> **TASK BRIEF**: Every record must reappear in the answer exactly as given.

────

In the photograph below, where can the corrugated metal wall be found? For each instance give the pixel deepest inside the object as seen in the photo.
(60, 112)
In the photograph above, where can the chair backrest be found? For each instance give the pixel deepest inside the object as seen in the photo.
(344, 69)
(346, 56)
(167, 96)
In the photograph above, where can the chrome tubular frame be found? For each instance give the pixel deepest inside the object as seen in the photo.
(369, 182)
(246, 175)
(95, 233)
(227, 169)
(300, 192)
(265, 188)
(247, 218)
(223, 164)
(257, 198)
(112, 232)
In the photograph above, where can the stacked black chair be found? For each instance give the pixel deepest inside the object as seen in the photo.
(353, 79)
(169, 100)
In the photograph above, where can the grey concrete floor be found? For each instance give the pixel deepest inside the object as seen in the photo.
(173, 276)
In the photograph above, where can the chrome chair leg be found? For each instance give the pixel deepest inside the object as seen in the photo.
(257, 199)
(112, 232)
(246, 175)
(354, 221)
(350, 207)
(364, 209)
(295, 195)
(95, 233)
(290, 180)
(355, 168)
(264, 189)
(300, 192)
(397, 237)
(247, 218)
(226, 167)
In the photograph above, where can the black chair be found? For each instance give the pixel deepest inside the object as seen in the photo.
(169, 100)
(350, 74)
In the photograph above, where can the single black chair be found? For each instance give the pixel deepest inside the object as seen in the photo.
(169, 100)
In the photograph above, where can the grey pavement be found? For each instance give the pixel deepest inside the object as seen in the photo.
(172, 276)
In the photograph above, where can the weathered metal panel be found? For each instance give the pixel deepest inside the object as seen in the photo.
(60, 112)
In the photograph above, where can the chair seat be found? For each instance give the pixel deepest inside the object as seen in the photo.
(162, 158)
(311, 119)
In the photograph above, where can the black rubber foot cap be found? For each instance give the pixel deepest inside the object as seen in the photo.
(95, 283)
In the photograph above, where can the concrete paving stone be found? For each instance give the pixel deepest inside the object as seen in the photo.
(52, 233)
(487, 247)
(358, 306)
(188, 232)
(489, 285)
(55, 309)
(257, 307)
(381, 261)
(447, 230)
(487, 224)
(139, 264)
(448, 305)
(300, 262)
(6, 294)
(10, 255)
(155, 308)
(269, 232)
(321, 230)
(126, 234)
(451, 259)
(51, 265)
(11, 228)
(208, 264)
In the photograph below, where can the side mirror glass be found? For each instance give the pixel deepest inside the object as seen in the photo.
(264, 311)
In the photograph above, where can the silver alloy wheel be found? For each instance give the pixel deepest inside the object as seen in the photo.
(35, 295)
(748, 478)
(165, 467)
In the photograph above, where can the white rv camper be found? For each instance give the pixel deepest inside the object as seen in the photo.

────

> **WRITTEN RESPONSE**:
In the photograph below, where can the corrugated metal wall be found? For each instance give the pixel deepest inside the object as seen in the photo.
(60, 112)
In the photograph above, where can the chair backrest be found? For each instance give the pixel deepest inside the object as seen in the photo.
(344, 69)
(346, 56)
(167, 96)
In the photograph above, where can the chrome tubular frame be found? For each instance give the pixel deepest inside the object as seen in the photo.
(369, 182)
(246, 175)
(95, 233)
(227, 169)
(300, 192)
(265, 188)
(247, 218)
(223, 164)
(257, 198)
(112, 232)
In the photograph above, where can the stacked black chair be found? For each instance give the pixel deepest inside the object as seen in the photo.
(353, 79)
(169, 100)
In the photograph above, where can the grey concrete floor be found? For each instance give the pixel deepest inside the object as seen in the photo.
(173, 276)
In the photograph above, where can the chrome chair leg be found? For each instance give the pixel deepest inside the object as seen in the photo.
(257, 199)
(112, 232)
(246, 175)
(354, 221)
(350, 207)
(364, 209)
(295, 195)
(95, 233)
(290, 180)
(355, 168)
(264, 189)
(300, 192)
(397, 237)
(247, 218)
(226, 167)
In the photograph above, where can the black chair be found? For each instance give the pixel deepest inside the object as seen in the photo.
(169, 100)
(350, 74)
In the photograph above, where can the single black chair be found? For each instance give the pixel deepest inside the object as seen in the photo.
(169, 100)
In the photograph above, where can the grey pavement be found? For each instance give the pixel deepest inside the object as seen in the photo.
(172, 276)
In the photograph above, where can the weathered metal panel be found? For each instance give the pixel deepest inside the object as seen in the photo.
(60, 112)
In the photograph above, where can the chair seat be found? For each instance give the pixel deepest inside the object as seen in the photo.
(162, 158)
(311, 119)
In the photograph above, where can the black rubber foot cap be found? For each instance give the pixel deepest inside the object as seen in the photo.
(95, 283)
In the photograph above, where can the concrete paving stone be found? For each instance give the pixel deepest inside the object as seen in the photo.
(52, 233)
(487, 247)
(358, 306)
(188, 232)
(489, 285)
(55, 309)
(257, 307)
(381, 261)
(447, 230)
(487, 224)
(139, 264)
(448, 305)
(300, 262)
(6, 294)
(10, 255)
(155, 308)
(269, 232)
(321, 230)
(126, 234)
(451, 259)
(51, 265)
(11, 228)
(208, 264)
In the photograph below, where can the side mirror glass be found? For each instance give the pixel deepest inside the object as seen in the photo.
(264, 311)
In the photograph above, where can the silver alloy wheel be found? For each instance give the pixel deepest inside the object as seen in the photo.
(35, 295)
(748, 478)
(165, 467)
In the photograph above, where can the white rv camper be found? For each instance give the pixel deepest inside the object as seen in the photo.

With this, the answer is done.